→ **Work to do**
1 – Do these statements agree with the post about Tom King's Mister Miracle? Answer yes or no for each and quote the deciding words from the post: (a) The quoted reviewer says Jack Kirby created Mister Miracle in the early 1970s. (b) The reviewer calls Tom King's Mister Miracle a 24-issue series. (c) Mister Miracle's wife is Big Barda.
2 – In the post about Tom King's Mister Miracle, who does the writer name as the first of the evil forces Scott Free battled?

This writer doesn't like Mr. Miracle, but does like Tom King's take on the hero?

In this article on the Uganda Observer, a writer says he's not a fan of Jack Kirby's New Gods creations from the Bronze Age, but bizarrely enough, does like the dreadful Tom King's rendition:
Mister Miracle is an ancient comic book character. Jack Kirby created him in the early 1970s, and honestly, I cannot say I am a fan.

[...] But like I said, I don’t like Mister Miracle. I think the idea of a superhero whose special power is the fact that he is really good at escaping traps is dumb. I don’t even like the whole new gods concept.

In fact, let us take a step back; I don’t like comics. Sure, I have read a few titles but for the most part, the medium is not my cup of tea. So, when I tell you that Tom King’s 12-issue Mister Miracle mini-series is one of the best things I have ever read, you need to understand the weight that holds.
No kidding! He doesn't even like the medium, yet inexplicably, this divisive writer who says we've all just got to listen when he foists his loathsome little miniseries called Heroes in Crisis upon DC fans successfully wins over the reporter's interest? We must truly be missing something here, and besides, escape artist hijinks wasn't the only thing Scott Free specialized in. There was also the battle against evil forces, beginning with - but not limited to - Darkseid. But then, if the news writer doesn't like comics, then we should expect no less than his lack of understanding of what the adventure genre is all about.
Mister Miracle starts out at a point of tragedy. He tried to kill himself. Why? Well, no one knows. Mister Miracle knows. But he is not saying; or rather, he keeps telling us but you need time and a keen eye to read the meaning between the lines.

The public is at a loss. Mister Miracle was one of the world’s most optimistic figures. What would drive such a celebrity to take his own life? No one truly knows. His wife, Big Barda, is doing what she can to make sense of his actions, and to support him in his time of need. But trouble is brewing over the horizon.
It already has. King himself brewed it up, and now, people are losing interest in his work. The description here seems awfully like a metaphor for what the audience thinks of him now after Heroes in Crisis, along with the suggestion he's trying way too hard to get people "to listen" to a pseudo-writer who's got nothing to say except that he doesn't have faith in what Kirby conceived back in 1971. Sure, a concept involving an intergalactic warlord like Darkseid does involve some darkness, but then, isn't that what Scot Free and Big Barda were trying to escape from?

→ **Extracted data**
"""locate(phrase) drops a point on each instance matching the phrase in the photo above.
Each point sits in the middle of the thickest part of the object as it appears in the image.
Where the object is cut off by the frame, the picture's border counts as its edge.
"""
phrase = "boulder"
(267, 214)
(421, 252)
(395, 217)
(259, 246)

→ **Exercise results**
1 –
(a) Yes: "Jack Kirby created him in the early 1970s"
(b) No: "Tom King’s 12-issue Mister Miracle mini-series"
(c) Yes: "His wife, Big Barda"

2 – Darkseid.